Excerpts from pointing data
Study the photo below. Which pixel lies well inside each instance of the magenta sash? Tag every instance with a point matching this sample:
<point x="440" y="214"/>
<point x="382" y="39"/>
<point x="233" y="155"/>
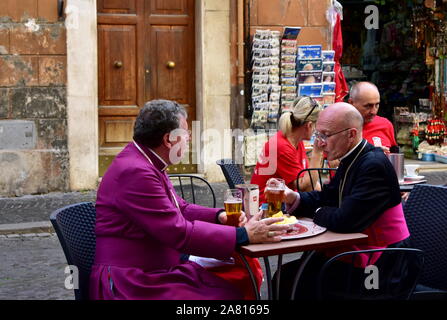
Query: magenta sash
<point x="389" y="228"/>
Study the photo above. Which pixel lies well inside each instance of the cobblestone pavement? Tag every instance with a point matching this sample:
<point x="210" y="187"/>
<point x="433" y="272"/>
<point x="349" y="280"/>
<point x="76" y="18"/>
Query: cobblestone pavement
<point x="32" y="268"/>
<point x="32" y="265"/>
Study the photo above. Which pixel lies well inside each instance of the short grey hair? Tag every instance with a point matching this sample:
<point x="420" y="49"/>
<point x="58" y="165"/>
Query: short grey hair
<point x="357" y="87"/>
<point x="155" y="119"/>
<point x="305" y="109"/>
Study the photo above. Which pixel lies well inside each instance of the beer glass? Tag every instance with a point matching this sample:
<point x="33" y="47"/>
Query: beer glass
<point x="274" y="195"/>
<point x="233" y="206"/>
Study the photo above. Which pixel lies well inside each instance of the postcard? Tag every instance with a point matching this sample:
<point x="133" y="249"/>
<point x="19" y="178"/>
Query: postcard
<point x="291" y="33"/>
<point x="309" y="52"/>
<point x="309" y="76"/>
<point x="310" y="90"/>
<point x="310" y="64"/>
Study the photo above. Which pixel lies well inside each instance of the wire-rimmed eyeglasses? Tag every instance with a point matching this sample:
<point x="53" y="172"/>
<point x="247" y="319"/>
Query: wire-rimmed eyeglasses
<point x="323" y="137"/>
<point x="314" y="105"/>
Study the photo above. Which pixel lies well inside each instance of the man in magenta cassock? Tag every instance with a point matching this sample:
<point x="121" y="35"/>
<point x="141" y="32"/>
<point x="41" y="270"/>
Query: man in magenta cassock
<point x="144" y="229"/>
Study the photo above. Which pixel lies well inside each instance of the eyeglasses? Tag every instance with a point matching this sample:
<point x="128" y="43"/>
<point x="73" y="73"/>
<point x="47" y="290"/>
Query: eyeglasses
<point x="314" y="105"/>
<point x="323" y="137"/>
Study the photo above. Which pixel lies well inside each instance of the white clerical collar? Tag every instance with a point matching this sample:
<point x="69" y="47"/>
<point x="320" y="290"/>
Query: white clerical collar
<point x="159" y="158"/>
<point x="350" y="151"/>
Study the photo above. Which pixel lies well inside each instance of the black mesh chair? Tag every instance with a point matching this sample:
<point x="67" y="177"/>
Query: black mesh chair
<point x="194" y="189"/>
<point x="324" y="174"/>
<point x="396" y="275"/>
<point x="231" y="172"/>
<point x="75" y="229"/>
<point x="426" y="215"/>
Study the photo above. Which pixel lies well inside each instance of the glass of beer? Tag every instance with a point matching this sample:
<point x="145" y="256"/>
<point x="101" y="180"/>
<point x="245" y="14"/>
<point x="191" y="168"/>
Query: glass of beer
<point x="233" y="206"/>
<point x="274" y="195"/>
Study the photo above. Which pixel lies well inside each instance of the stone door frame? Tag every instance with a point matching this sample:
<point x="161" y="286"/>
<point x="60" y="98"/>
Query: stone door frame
<point x="212" y="85"/>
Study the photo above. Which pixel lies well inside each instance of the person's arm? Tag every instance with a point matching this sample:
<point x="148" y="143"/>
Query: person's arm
<point x="315" y="162"/>
<point x="144" y="198"/>
<point x="370" y="196"/>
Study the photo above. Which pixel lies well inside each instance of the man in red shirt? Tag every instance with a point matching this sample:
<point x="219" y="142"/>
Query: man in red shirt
<point x="377" y="130"/>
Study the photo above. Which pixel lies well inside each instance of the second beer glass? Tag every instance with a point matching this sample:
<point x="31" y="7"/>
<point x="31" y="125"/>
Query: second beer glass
<point x="233" y="206"/>
<point x="274" y="195"/>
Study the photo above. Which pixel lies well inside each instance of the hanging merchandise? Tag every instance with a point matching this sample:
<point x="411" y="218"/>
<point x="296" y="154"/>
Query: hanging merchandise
<point x="415" y="135"/>
<point x="435" y="131"/>
<point x="334" y="16"/>
<point x="288" y="68"/>
<point x="265" y="78"/>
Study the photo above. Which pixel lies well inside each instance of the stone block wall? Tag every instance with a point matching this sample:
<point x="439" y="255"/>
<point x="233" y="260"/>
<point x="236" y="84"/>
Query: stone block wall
<point x="33" y="98"/>
<point x="310" y="15"/>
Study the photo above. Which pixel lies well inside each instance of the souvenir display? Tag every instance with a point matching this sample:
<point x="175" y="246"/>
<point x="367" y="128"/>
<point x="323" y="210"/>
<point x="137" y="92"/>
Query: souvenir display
<point x="309" y="76"/>
<point x="309" y="52"/>
<point x="266" y="87"/>
<point x="328" y="87"/>
<point x="310" y="90"/>
<point x="310" y="65"/>
<point x="327" y="55"/>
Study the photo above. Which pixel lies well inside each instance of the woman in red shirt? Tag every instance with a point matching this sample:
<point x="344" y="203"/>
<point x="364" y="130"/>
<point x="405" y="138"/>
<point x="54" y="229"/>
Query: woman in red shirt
<point x="284" y="155"/>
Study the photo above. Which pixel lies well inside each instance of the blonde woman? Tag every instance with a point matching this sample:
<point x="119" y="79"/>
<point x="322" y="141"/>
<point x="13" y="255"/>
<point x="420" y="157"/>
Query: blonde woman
<point x="284" y="155"/>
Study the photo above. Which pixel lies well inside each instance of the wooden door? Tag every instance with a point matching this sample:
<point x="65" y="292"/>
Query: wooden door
<point x="146" y="50"/>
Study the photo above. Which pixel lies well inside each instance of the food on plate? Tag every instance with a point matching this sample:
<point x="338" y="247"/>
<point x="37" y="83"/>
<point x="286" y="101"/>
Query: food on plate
<point x="287" y="218"/>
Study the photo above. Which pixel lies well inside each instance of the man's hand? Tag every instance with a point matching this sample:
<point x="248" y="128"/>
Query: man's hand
<point x="385" y="150"/>
<point x="290" y="196"/>
<point x="223" y="218"/>
<point x="265" y="230"/>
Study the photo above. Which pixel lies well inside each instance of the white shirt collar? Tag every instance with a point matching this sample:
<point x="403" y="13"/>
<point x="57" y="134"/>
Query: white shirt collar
<point x="162" y="161"/>
<point x="350" y="151"/>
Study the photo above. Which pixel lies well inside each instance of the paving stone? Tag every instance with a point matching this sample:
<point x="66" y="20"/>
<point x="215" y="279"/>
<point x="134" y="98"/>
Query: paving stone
<point x="29" y="235"/>
<point x="44" y="234"/>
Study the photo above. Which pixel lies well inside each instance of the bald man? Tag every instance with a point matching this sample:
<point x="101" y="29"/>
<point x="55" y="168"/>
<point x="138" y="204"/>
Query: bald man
<point x="378" y="131"/>
<point x="363" y="197"/>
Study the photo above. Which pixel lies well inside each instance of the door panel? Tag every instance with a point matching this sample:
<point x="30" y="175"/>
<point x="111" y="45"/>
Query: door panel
<point x="169" y="7"/>
<point x="117" y="65"/>
<point x="168" y="43"/>
<point x="136" y="41"/>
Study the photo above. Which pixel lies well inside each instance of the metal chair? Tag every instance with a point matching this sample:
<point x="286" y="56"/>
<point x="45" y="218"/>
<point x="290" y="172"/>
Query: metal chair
<point x="322" y="173"/>
<point x="396" y="275"/>
<point x="75" y="229"/>
<point x="231" y="172"/>
<point x="426" y="215"/>
<point x="194" y="189"/>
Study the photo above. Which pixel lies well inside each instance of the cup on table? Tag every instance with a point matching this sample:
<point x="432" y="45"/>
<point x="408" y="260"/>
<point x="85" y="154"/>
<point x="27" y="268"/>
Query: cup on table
<point x="233" y="206"/>
<point x="410" y="170"/>
<point x="274" y="195"/>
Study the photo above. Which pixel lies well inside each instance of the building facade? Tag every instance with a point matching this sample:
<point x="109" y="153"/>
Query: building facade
<point x="73" y="78"/>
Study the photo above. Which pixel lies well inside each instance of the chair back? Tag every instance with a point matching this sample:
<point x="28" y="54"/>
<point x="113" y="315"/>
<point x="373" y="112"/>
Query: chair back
<point x="426" y="215"/>
<point x="393" y="277"/>
<point x="75" y="229"/>
<point x="231" y="172"/>
<point x="324" y="174"/>
<point x="194" y="189"/>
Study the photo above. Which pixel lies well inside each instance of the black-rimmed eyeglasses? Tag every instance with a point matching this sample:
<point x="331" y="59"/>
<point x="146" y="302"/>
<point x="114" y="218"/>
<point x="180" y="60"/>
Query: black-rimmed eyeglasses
<point x="323" y="137"/>
<point x="314" y="105"/>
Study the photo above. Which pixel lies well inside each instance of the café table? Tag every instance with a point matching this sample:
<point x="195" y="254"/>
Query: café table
<point x="308" y="246"/>
<point x="407" y="186"/>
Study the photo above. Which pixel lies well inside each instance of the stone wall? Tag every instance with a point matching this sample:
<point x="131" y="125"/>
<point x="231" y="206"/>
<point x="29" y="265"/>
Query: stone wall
<point x="33" y="102"/>
<point x="310" y="15"/>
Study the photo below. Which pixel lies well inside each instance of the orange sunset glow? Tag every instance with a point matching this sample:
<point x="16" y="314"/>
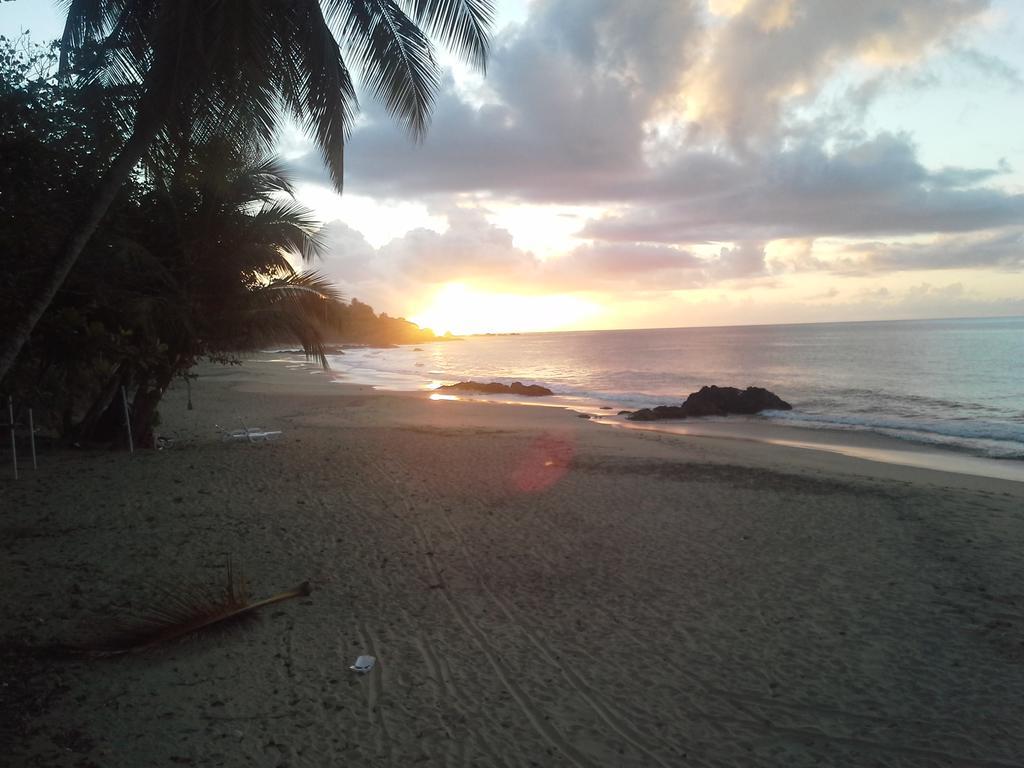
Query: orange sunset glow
<point x="463" y="309"/>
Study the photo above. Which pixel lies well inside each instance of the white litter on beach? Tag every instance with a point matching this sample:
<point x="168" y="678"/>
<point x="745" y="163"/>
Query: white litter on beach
<point x="364" y="665"/>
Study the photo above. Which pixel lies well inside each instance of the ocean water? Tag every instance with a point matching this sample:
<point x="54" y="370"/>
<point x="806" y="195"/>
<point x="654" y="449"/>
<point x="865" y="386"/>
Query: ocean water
<point x="954" y="383"/>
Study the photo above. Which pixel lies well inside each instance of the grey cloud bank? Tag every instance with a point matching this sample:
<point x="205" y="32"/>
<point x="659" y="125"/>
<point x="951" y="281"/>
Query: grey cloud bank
<point x="685" y="127"/>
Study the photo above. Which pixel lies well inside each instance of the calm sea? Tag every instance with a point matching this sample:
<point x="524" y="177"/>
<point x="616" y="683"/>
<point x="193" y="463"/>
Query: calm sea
<point x="957" y="383"/>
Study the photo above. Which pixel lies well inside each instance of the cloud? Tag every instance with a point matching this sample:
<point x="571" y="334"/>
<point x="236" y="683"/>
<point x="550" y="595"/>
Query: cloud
<point x="772" y="52"/>
<point x="871" y="188"/>
<point x="1000" y="250"/>
<point x="681" y="125"/>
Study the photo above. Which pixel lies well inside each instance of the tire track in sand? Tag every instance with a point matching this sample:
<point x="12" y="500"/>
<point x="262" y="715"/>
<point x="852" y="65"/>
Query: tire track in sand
<point x="606" y="713"/>
<point x="526" y="705"/>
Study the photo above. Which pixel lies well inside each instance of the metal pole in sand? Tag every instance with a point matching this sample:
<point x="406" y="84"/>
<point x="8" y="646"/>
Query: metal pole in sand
<point x="32" y="439"/>
<point x="124" y="401"/>
<point x="13" y="444"/>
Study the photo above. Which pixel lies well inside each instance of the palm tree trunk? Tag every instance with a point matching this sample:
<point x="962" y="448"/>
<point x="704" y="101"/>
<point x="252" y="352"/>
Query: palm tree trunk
<point x="142" y="135"/>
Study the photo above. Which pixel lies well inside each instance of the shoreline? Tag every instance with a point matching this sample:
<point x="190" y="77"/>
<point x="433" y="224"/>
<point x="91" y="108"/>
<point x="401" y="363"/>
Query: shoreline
<point x="863" y="444"/>
<point x="537" y="590"/>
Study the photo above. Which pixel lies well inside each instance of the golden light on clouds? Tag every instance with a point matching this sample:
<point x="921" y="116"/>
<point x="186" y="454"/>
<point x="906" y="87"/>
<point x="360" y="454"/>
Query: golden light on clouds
<point x="463" y="309"/>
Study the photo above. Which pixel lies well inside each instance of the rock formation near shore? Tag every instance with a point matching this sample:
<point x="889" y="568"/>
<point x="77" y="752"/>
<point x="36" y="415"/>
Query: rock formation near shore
<point x="715" y="400"/>
<point x="526" y="390"/>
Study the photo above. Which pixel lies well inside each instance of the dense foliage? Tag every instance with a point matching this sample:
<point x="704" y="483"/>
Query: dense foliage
<point x="196" y="257"/>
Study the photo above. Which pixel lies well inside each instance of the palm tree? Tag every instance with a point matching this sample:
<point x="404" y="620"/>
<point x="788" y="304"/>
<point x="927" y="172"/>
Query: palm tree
<point x="207" y="270"/>
<point x="240" y="68"/>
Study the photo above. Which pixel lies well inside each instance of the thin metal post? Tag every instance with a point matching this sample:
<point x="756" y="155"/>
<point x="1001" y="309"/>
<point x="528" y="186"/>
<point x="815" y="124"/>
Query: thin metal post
<point x="13" y="444"/>
<point x="32" y="439"/>
<point x="124" y="401"/>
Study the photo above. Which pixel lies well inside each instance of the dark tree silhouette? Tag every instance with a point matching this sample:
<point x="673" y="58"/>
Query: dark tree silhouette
<point x="240" y="68"/>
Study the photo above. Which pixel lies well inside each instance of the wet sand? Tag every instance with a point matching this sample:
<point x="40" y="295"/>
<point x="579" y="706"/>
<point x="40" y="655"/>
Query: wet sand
<point x="538" y="590"/>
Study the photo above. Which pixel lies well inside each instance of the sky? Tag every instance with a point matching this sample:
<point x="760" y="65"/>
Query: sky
<point x="688" y="163"/>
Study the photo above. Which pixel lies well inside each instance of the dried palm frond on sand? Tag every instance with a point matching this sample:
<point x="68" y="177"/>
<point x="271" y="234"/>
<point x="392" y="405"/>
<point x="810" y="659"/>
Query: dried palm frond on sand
<point x="182" y="612"/>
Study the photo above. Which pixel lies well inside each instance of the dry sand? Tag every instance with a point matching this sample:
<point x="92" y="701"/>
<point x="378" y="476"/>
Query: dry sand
<point x="538" y="590"/>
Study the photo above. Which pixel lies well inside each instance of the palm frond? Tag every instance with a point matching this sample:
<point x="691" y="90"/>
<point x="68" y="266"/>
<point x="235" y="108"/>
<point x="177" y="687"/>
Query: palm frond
<point x="186" y="611"/>
<point x="293" y="227"/>
<point x="463" y="26"/>
<point x="394" y="56"/>
<point x="316" y="85"/>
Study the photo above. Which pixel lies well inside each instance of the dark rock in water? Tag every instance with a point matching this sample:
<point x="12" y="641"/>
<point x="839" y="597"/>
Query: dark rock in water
<point x="658" y="412"/>
<point x="327" y="350"/>
<point x="716" y="401"/>
<point x="526" y="390"/>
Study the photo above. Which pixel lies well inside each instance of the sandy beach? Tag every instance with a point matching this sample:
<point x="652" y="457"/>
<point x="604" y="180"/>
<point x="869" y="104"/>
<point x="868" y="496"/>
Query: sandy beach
<point x="538" y="590"/>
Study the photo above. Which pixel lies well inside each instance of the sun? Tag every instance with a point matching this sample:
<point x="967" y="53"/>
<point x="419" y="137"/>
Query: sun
<point x="463" y="310"/>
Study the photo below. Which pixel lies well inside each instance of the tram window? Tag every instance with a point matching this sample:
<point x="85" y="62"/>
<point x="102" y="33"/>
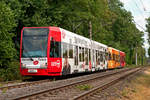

(REQUIRED WORK) Return every line of the rows above that contains the string "café". Case counts.

(FINAL RESULT)
Study the photo above. Which pixel lies well inside each instance of the café table? Tag every instance with a point matching this sample:
Query: café table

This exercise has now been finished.